Required task:
Please repeat every line of the data below word for word, leaving out the pictures.
* BEGIN Given records *
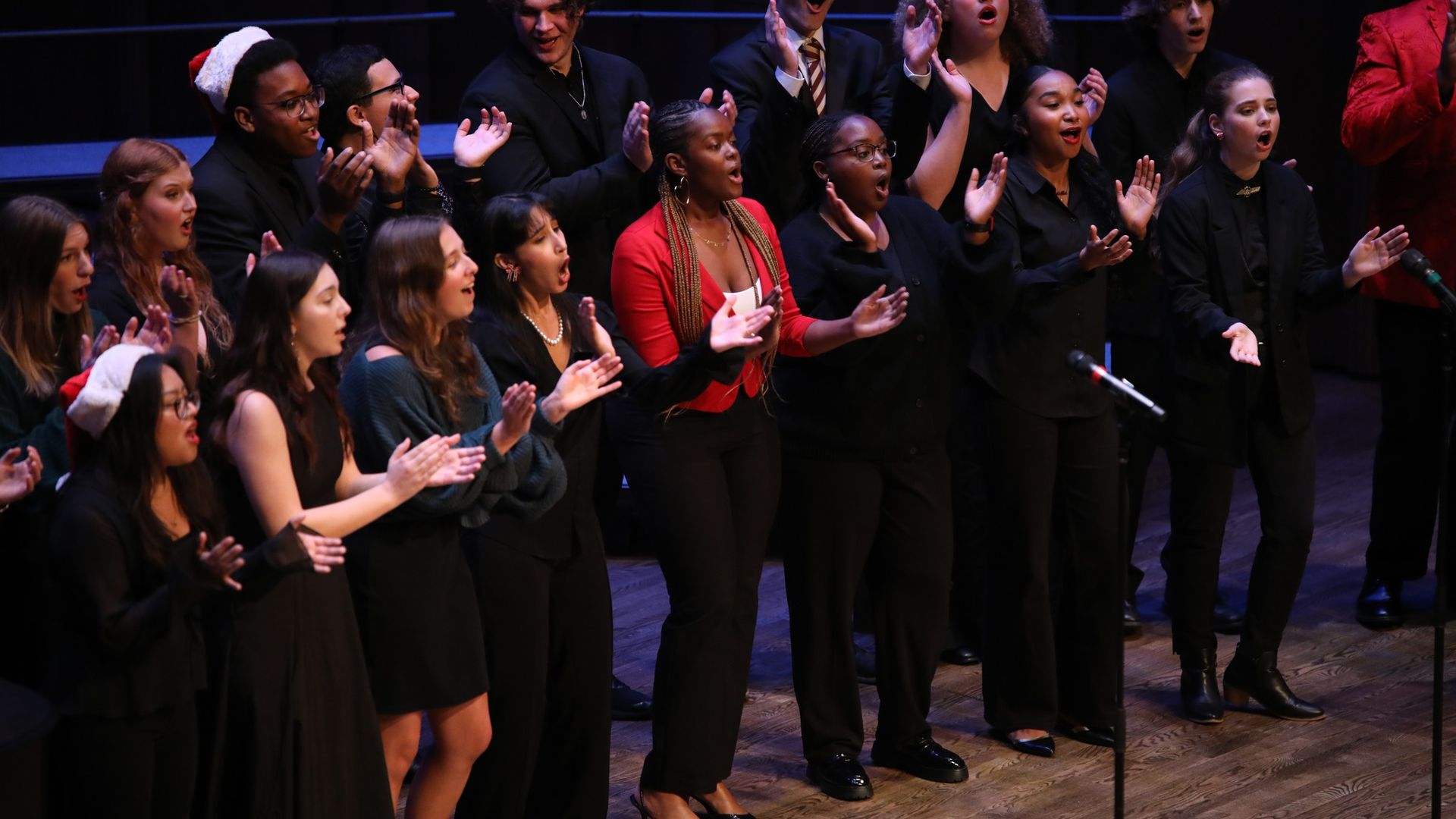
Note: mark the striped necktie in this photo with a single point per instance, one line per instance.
(814, 60)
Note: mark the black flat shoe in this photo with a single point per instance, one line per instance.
(1199, 689)
(1131, 621)
(1226, 620)
(864, 665)
(629, 704)
(842, 777)
(924, 758)
(962, 656)
(1260, 679)
(1041, 746)
(714, 812)
(1379, 604)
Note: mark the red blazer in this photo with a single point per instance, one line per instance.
(1395, 121)
(642, 299)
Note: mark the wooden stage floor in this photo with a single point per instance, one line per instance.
(1369, 758)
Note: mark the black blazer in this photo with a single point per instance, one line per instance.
(237, 200)
(1203, 267)
(770, 123)
(577, 164)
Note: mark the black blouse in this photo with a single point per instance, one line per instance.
(1059, 306)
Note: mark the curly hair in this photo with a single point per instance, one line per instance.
(1025, 39)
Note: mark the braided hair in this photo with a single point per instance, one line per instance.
(669, 133)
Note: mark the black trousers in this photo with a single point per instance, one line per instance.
(1407, 457)
(710, 485)
(970, 519)
(889, 523)
(1053, 618)
(127, 767)
(548, 646)
(1283, 471)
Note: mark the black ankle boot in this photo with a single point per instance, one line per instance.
(1260, 679)
(1200, 689)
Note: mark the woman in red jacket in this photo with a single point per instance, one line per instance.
(708, 472)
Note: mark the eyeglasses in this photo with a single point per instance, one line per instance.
(398, 88)
(294, 105)
(865, 152)
(185, 407)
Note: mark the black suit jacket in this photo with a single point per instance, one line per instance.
(770, 123)
(1203, 265)
(237, 200)
(577, 164)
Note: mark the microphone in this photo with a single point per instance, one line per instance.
(1088, 366)
(1420, 267)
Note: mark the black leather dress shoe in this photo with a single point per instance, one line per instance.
(1226, 620)
(628, 704)
(864, 665)
(1040, 746)
(1258, 678)
(1131, 621)
(924, 758)
(842, 777)
(1379, 604)
(962, 656)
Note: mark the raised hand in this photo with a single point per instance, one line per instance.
(220, 561)
(517, 409)
(394, 150)
(1375, 253)
(19, 474)
(411, 469)
(728, 108)
(471, 150)
(880, 314)
(777, 34)
(1136, 205)
(1104, 251)
(1244, 347)
(856, 229)
(1094, 89)
(343, 181)
(268, 246)
(155, 333)
(921, 38)
(731, 331)
(634, 136)
(107, 337)
(582, 384)
(982, 199)
(599, 337)
(951, 77)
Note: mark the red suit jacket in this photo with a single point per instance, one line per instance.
(642, 299)
(1397, 121)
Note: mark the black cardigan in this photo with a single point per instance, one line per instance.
(886, 397)
(1203, 265)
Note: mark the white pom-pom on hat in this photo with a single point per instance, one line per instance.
(216, 77)
(96, 403)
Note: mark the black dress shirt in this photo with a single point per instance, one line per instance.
(1059, 305)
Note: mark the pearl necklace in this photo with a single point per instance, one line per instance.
(561, 328)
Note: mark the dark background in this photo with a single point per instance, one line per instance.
(112, 86)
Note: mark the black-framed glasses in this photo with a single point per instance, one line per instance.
(865, 152)
(185, 407)
(293, 107)
(397, 88)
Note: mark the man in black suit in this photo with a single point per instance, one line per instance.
(579, 133)
(264, 171)
(788, 74)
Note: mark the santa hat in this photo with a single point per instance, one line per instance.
(213, 69)
(105, 385)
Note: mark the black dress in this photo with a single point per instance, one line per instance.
(297, 733)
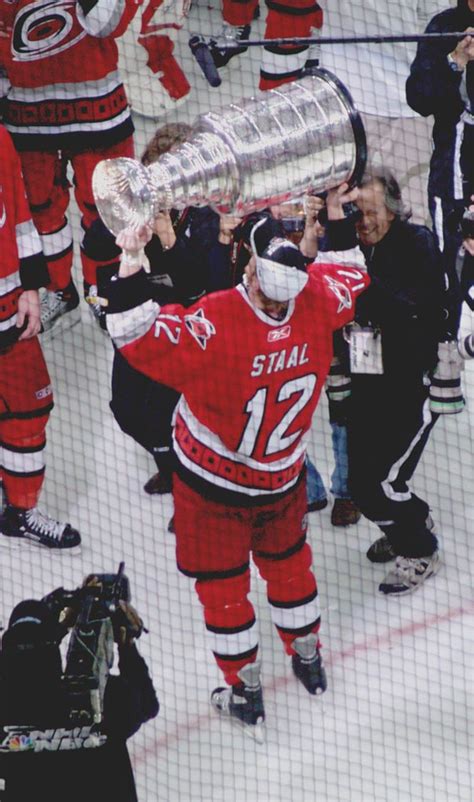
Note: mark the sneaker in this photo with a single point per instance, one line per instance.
* END Given records *
Right answer:
Note: mark the striped necktie in this photo with a single point per instance, one line per instance.
(814, 60)
Note: mark the black flat shoe in this photo with a single point per instance, one line per instance.
(1199, 689)
(1131, 621)
(1226, 620)
(864, 665)
(629, 704)
(842, 777)
(924, 758)
(962, 656)
(1260, 679)
(1041, 746)
(714, 812)
(1379, 604)
Note: mark the red blazer in this photo with a single point per instance, one line per instance.
(1395, 121)
(642, 299)
Note: mark the wooden stage floor in this photo with a single point per instance, one line per instance.
(1369, 758)
Note: mark the black blazer in this photo with a single point per instance, one line per instance.
(237, 200)
(1203, 267)
(770, 123)
(577, 164)
Note: mark the black blouse in this photo with a single point per instance, one line per instance.
(1059, 306)
Note: mark the curly hair in this photo with a single point per instance, one line per instance.
(1025, 39)
Note: mark the braided hair in this photo with a single point per instance, one line per instance.
(669, 133)
Note: mark the black trousers in this photo with a single point per instance, one line per instance.
(1407, 457)
(710, 485)
(970, 519)
(889, 523)
(1053, 618)
(127, 767)
(548, 646)
(1283, 471)
Note: mark the black ankle boot in this photo with a single point per instance, one line per instance.
(1260, 679)
(1200, 689)
Note: mark the woman in red jacket in this photo with a single point per instance, one line per instance.
(708, 472)
Note: mark the eyeglasses in this photo with a single point per instance, one line per instance.
(398, 88)
(294, 105)
(865, 152)
(185, 407)
Note: mark the black suit jacket in this photo with a single point per instance, one line per instance.
(770, 123)
(1203, 265)
(237, 200)
(577, 164)
Note: mark the microphone in this photo with a single point per instance, one line per instance.
(1088, 366)
(1420, 267)
Note: mark the black leather dress shoe in this photo with a single point per instance, one line per instance.
(1226, 620)
(628, 704)
(864, 665)
(1040, 746)
(1258, 678)
(1131, 621)
(924, 758)
(842, 777)
(1379, 604)
(962, 656)
Note: mark the raised hand in this photo with a single point per instance, one line per instance.
(220, 561)
(517, 409)
(394, 150)
(1375, 253)
(19, 474)
(411, 469)
(728, 108)
(471, 150)
(880, 314)
(777, 34)
(1136, 205)
(1104, 251)
(1244, 347)
(856, 229)
(1094, 89)
(343, 181)
(268, 246)
(155, 333)
(921, 38)
(731, 331)
(634, 136)
(107, 337)
(582, 384)
(982, 199)
(599, 337)
(951, 77)
Note: mark the red suit jacket in this photo with a single point per instance, one line per instance.
(642, 299)
(1397, 121)
Note: mark the black cardigan in this photo with a single point per instance, one line per instance.
(886, 397)
(1203, 265)
Note: mark the white pom-pom on hat in this photo with a single point per instance, one line per instance.
(216, 77)
(96, 403)
Note: mark the black dress shirt in this photo with a single point per instance, one line per instance.
(1059, 305)
Note: mark the pearl necklace in this photo with a single point per instance, one line per instance.
(561, 328)
Note: mark the dark background in this photo with a single point per instance, one line per instance.
(112, 86)
Note: mark the black-framed glasses in this photo with a single point per instance, one line per instance.
(865, 152)
(185, 407)
(293, 107)
(397, 88)
Note: mark the man in black suit in this photo with a single point per instance, one line per instance.
(579, 133)
(264, 171)
(788, 74)
Note: mark the santa hat in this photo with a single point per instance, one line per instance.
(213, 69)
(105, 385)
Note: mark the black dress in this photo with a single point per instance, one line per instance.
(297, 733)
Note: mark the sneaker in this photo with a single point per instance, one line per instance.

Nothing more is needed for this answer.